SET EXERCISE 1 — Scale the records starting at the line that contains "Trace the outline of every instance of the <item>aircraft" and running through the end of the records. Rewrite only those lines, requests included, with every coordinate in the answers multiplied by 1.55 and rounded to a whole number, halves rounding up.

___

Document:

Exhibit 10.7

 

MODIFICATION AGREEMENT
 (Mt. Snow Development Loan)

 

This MODIFICATION AGREEMENT (the “Agreement”) is made and entered into as of the 1st day of April, 2010 (the “Effective Date”), by and between PEAK RESORTS, INC., a Missouri corporation (“Peak”), MOUNT SNOW, LTD., a Vermont corporation (“Mount Snow”, and together with Peak, collectively, the “Borrower”) and EPT MOUNT SNOW, INC., a Delaware corporation (“Lender”).

 

RECITALS

 

A. The Lender has previously extended a loan to the Borrower in the amount of Twenty-Five Million Dollars ($25,000,000.00) (“the Loan”).

 

B. The Loan is evidenced by a Promissory Note (Mount Snow Development Land Loan) from Borrower dated April 4, 2007 in favor of Lender in the original principal amount of Twenty-Five Million Dollars ($25,000,000.00) (the “Original Note”).

___

SET EXERCISE 2 — Reproduce the modification agreement text above word for word.

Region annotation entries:
___

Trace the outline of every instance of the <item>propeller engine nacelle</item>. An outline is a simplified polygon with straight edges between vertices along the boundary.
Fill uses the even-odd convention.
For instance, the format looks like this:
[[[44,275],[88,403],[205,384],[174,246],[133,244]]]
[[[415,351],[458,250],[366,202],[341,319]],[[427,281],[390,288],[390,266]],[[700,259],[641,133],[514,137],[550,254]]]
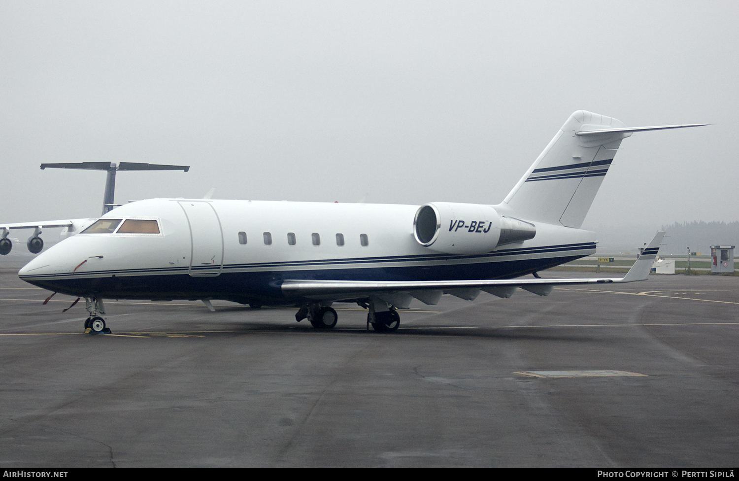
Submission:
[[[419,244],[448,254],[481,254],[536,234],[534,224],[502,216],[482,204],[425,204],[413,221],[413,235]]]

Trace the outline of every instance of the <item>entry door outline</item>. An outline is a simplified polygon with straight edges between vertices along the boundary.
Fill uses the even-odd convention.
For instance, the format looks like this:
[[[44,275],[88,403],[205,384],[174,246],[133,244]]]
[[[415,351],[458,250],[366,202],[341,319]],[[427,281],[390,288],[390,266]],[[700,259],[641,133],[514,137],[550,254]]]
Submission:
[[[177,203],[185,213],[188,228],[190,229],[190,267],[188,273],[192,276],[219,276],[223,270],[225,251],[223,227],[213,203],[207,200],[180,200],[177,201]],[[217,225],[217,234],[213,232],[216,230],[213,228],[216,225]],[[218,252],[217,248],[211,251],[205,250],[207,248],[205,246],[213,245],[219,245],[220,252]],[[204,256],[204,252],[207,252],[207,255]],[[211,258],[214,263],[208,265],[203,262],[202,261],[207,259],[208,256],[213,252],[215,253]],[[216,258],[219,257],[216,264]],[[194,262],[195,269],[193,269]],[[212,268],[205,267],[205,265],[211,265]]]

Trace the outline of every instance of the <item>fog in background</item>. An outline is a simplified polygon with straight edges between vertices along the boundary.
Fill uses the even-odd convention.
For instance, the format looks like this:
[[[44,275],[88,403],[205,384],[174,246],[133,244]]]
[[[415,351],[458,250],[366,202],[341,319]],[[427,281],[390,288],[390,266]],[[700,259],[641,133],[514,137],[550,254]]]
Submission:
[[[735,2],[0,1],[3,222],[149,197],[495,204],[571,113],[628,126],[602,246],[739,219]],[[668,239],[669,242],[669,239]],[[739,242],[737,242],[739,244]]]

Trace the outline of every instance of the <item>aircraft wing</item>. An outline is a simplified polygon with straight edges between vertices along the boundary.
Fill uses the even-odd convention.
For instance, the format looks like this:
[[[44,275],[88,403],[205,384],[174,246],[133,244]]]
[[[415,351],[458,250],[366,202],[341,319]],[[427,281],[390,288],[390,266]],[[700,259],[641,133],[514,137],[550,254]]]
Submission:
[[[60,220],[42,220],[35,222],[18,222],[15,224],[0,223],[0,230],[35,229],[36,228],[40,228],[43,229],[43,228],[51,228],[53,227],[70,228],[72,226],[82,225],[83,224],[85,224],[88,221],[91,220],[95,220],[95,219],[62,219]]]
[[[282,292],[308,299],[321,300],[354,299],[376,296],[396,307],[406,307],[412,298],[422,302],[435,304],[443,294],[452,294],[471,300],[480,290],[508,298],[521,288],[547,296],[554,286],[585,284],[611,284],[646,280],[659,250],[664,235],[659,231],[624,277],[593,279],[514,279],[463,281],[323,281],[287,280],[282,283]]]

___

TASK OUTPUT 1 —
Trace the outline of every instance of the <item>aircraft wing</item>. An outline is a simplified polygon with straight edges between vertices along the boundary.
Fill uses the even-odd convention.
For instance, the format looks like this:
[[[44,275],[88,403],[205,384],[174,246],[133,244]]]
[[[415,351],[458,250],[366,202],[341,319]],[[427,281],[390,288],[390,266]],[[700,259],[641,133],[514,137],[550,254]]]
Submission:
[[[93,341],[65,341],[54,344],[28,344],[23,347],[0,346],[0,357],[54,355],[56,353],[62,353],[67,355],[67,353],[79,353],[82,352],[109,353],[112,350],[127,349],[129,347],[132,347],[136,343],[141,341],[147,341],[147,339],[96,339]]]
[[[437,453],[477,463],[498,465],[549,463],[583,459],[614,476],[629,476],[639,462],[654,468],[674,471],[687,456],[701,456],[730,465],[744,450],[787,462],[808,446],[848,459],[859,443],[907,440],[947,440],[1001,434],[1021,388],[1029,364],[1021,358],[967,429],[919,432],[797,432],[718,436],[501,436],[445,434],[437,439]]]

TASK OUTPUT 2 —
Document:

Exhibit 10.7

 

MODIFICATION AGREEMENT
 (Mt. Snow Development Loan)

 

This MODIFICATION AGREEMENT (the “Agreement”) is made and entered into as of the 1st day of April, 2010 (the “Effective Date”), by and between PEAK RESORTS, INC., a Missouri corporation (“Peak”), MOUNT SNOW, LTD., a Vermont corporation (“Mount Snow”, and together with Peak, collectively, the “Borrower”) and EPT MOUNT SNOW, INC., a Delaware corporation (“Lender”).

 

RECITALS

 

A. The Lender has previously extended a loan to the Borrower in the amount of Twenty-Five Million Dollars ($25,000,000.00) (“the Loan”).

 

B. The Loan is evidenced by a Promissory Note (Mount Snow Development Land Loan) from Borrower dated April 4, 2007 in favor of Lender in the original principal amount of Twenty-Five Million Dollars ($25,000,000.00) (the “Original Note”).